- Problem requirements -
Reproduce verbatim every line from the one that includes "Can you find the plaid" to the closing line of the entries; omit everything before it.

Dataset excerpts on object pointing

------------------------------------------------------------------------

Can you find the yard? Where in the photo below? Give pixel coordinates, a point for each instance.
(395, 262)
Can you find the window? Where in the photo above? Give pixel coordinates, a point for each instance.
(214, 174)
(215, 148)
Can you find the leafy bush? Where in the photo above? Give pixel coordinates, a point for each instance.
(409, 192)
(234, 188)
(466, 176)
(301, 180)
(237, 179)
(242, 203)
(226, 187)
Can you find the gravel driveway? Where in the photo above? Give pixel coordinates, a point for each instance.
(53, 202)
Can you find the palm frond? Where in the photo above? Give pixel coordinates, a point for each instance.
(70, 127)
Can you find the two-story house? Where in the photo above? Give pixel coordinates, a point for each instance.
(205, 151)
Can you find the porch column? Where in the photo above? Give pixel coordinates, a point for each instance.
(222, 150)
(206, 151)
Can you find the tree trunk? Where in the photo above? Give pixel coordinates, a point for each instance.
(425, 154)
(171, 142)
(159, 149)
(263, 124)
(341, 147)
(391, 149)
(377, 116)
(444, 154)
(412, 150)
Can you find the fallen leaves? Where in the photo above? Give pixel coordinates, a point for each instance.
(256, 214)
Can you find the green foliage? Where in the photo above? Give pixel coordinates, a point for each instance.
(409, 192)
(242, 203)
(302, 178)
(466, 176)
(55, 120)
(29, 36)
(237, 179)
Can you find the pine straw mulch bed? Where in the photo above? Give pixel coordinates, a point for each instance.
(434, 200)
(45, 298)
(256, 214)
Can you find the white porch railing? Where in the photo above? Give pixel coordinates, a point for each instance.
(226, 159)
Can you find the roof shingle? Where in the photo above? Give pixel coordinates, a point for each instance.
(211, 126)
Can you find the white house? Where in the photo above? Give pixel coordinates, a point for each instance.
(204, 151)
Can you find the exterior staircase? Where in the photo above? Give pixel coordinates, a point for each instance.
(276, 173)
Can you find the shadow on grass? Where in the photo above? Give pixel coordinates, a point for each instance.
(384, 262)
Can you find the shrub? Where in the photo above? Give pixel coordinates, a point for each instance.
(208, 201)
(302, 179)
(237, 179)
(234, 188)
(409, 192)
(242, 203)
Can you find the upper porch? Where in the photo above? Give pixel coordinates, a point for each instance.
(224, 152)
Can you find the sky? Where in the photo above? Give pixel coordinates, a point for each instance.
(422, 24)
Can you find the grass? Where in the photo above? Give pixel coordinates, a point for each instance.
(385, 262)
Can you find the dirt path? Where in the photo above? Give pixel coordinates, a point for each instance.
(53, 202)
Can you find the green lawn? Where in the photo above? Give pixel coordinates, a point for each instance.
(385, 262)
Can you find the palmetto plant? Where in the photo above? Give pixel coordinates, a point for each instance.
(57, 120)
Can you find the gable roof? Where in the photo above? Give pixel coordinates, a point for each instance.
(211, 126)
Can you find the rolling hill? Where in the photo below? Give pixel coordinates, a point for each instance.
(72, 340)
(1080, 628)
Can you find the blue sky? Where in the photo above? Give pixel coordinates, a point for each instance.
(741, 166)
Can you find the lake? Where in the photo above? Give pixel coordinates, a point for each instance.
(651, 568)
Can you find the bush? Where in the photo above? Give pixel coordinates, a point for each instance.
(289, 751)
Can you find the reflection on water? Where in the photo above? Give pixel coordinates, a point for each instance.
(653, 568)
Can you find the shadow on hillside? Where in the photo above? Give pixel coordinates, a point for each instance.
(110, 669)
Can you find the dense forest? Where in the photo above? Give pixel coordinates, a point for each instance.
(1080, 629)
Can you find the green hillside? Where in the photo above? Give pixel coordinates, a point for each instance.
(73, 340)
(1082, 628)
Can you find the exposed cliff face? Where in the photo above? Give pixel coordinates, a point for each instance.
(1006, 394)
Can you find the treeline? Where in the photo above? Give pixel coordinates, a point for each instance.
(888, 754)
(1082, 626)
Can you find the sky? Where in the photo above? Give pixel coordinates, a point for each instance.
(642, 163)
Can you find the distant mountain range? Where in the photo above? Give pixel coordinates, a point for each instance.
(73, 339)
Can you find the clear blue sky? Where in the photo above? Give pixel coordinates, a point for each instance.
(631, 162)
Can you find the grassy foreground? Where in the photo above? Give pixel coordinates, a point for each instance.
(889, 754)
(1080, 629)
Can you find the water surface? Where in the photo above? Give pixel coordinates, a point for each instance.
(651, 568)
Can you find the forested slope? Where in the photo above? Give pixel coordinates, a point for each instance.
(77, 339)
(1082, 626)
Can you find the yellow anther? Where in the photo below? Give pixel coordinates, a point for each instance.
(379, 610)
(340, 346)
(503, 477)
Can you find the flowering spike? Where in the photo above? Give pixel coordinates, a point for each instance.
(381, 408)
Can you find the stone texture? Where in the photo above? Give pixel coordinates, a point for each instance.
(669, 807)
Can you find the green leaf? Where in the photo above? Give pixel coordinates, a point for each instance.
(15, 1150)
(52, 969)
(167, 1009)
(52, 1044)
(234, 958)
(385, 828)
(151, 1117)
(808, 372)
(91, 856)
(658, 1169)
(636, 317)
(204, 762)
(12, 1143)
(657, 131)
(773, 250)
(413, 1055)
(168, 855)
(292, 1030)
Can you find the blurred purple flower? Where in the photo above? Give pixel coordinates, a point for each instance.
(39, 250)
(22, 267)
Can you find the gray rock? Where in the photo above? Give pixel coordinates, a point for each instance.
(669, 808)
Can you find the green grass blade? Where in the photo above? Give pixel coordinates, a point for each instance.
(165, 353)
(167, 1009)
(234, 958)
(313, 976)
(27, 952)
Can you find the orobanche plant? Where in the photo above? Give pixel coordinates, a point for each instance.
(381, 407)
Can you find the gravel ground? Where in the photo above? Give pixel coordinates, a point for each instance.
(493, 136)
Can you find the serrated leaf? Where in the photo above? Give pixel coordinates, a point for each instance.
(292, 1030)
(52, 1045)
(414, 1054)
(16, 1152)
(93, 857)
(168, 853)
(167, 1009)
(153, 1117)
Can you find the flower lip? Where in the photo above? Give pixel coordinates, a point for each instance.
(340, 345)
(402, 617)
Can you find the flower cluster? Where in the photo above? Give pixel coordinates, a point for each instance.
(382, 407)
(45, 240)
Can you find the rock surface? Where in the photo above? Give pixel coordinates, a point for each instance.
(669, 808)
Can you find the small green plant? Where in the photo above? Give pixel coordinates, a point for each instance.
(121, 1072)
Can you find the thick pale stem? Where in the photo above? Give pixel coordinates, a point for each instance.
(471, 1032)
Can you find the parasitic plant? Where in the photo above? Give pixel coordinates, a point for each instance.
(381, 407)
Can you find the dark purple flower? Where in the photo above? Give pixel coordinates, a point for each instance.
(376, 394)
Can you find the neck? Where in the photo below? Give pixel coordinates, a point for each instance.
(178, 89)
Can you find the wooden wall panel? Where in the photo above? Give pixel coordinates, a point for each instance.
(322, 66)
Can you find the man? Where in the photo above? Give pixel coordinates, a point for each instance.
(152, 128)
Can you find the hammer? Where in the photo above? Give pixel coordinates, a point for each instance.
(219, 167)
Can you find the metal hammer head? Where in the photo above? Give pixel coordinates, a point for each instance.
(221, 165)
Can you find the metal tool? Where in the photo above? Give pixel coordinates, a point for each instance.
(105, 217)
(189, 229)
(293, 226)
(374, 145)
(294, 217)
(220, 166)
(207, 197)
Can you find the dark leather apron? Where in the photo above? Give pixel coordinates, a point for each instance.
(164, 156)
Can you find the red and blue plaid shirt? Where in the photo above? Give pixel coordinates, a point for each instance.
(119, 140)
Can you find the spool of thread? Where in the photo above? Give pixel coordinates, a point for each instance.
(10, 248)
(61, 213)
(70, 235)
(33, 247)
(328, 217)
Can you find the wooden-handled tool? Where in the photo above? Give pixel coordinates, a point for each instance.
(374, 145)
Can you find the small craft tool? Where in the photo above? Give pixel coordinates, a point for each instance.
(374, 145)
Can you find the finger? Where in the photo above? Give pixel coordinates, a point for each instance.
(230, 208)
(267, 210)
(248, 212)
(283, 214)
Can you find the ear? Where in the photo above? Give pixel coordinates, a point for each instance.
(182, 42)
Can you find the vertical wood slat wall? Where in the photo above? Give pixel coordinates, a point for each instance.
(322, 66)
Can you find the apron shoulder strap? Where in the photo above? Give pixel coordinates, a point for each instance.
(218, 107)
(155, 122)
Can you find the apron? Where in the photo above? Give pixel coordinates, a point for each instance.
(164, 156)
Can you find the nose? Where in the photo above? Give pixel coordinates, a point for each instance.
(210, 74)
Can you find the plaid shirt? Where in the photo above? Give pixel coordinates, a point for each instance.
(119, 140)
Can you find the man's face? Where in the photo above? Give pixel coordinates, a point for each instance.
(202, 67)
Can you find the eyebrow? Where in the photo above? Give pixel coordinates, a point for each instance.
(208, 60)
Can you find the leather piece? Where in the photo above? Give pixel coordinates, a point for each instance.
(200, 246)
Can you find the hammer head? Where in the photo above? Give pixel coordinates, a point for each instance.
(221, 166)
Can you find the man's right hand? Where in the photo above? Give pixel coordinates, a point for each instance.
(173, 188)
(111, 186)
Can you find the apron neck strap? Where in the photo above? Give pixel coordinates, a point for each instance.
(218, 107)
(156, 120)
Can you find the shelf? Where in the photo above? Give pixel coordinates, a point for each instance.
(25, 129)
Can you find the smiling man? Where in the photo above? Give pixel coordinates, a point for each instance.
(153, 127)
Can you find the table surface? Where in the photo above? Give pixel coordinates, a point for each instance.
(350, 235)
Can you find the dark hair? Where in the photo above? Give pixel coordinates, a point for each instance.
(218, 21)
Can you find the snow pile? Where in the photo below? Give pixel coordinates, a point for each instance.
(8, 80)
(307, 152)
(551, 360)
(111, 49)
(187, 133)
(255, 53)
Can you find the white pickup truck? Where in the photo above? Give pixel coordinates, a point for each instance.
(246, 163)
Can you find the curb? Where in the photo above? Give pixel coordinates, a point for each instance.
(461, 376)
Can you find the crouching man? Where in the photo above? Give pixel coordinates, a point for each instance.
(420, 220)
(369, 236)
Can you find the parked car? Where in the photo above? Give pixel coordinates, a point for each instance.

------------------------------------------------------------------------

- The output -
Can you find the plaid shirt? Where in the photo above? Give pixel coordinates, a point for each instance.
(119, 140)
Can you find the man's face? Where in the photo above? Give pixel coordinates, a point for each instance.
(202, 67)
Can you find the eyebrow? Where in the photo above? Give pixel coordinates, a point for each instance.
(208, 60)
Can you find the leather piece? Where in the photo above? Give pixel coordinates, a point for each instance.
(200, 246)
Can you find the hammer head? Where in the photo above? Give pixel coordinates, a point for each instance.
(221, 166)
Can you find the man's right hand? Where in the photo above? Give pixel coordinates, a point for each instance.
(173, 188)
(111, 186)
Can you find the apron neck strap? Where in the photo above? Give pixel coordinates, a point for each instance.
(218, 107)
(156, 120)
Can you find the shelf? Where in the photo above? Give pixel coordinates, a point for each instance.
(25, 129)
Can you find the smiling man? Where in the photo above? Give pixel coordinates, a point for each instance.
(153, 127)
Can you find the table surface? Where in the photo above? Give pixel coordinates, a point for each instance.
(350, 235)
Can you find the dark hair? Where in the photo above? Give pixel coordinates, a point for each instance.
(218, 21)
Can you find the snow pile? Where in the photo below? Give pixel coordinates, a point for each instance.
(8, 80)
(307, 152)
(551, 360)
(111, 49)
(187, 133)
(255, 53)
Can you find the white pickup truck? Where in the photo above? Give pixel coordinates, a point for each instance.
(246, 163)
Can you find the curb? Where in the photo above? Give pixel coordinates, a point for each instance.
(461, 376)
Can you find the crouching man? Where in the photo above? Give pixel coordinates, a point for each instance.
(420, 220)
(369, 236)
Can you find the parked car? Where in the photo above? Give pixel coordinates, a point for each instance.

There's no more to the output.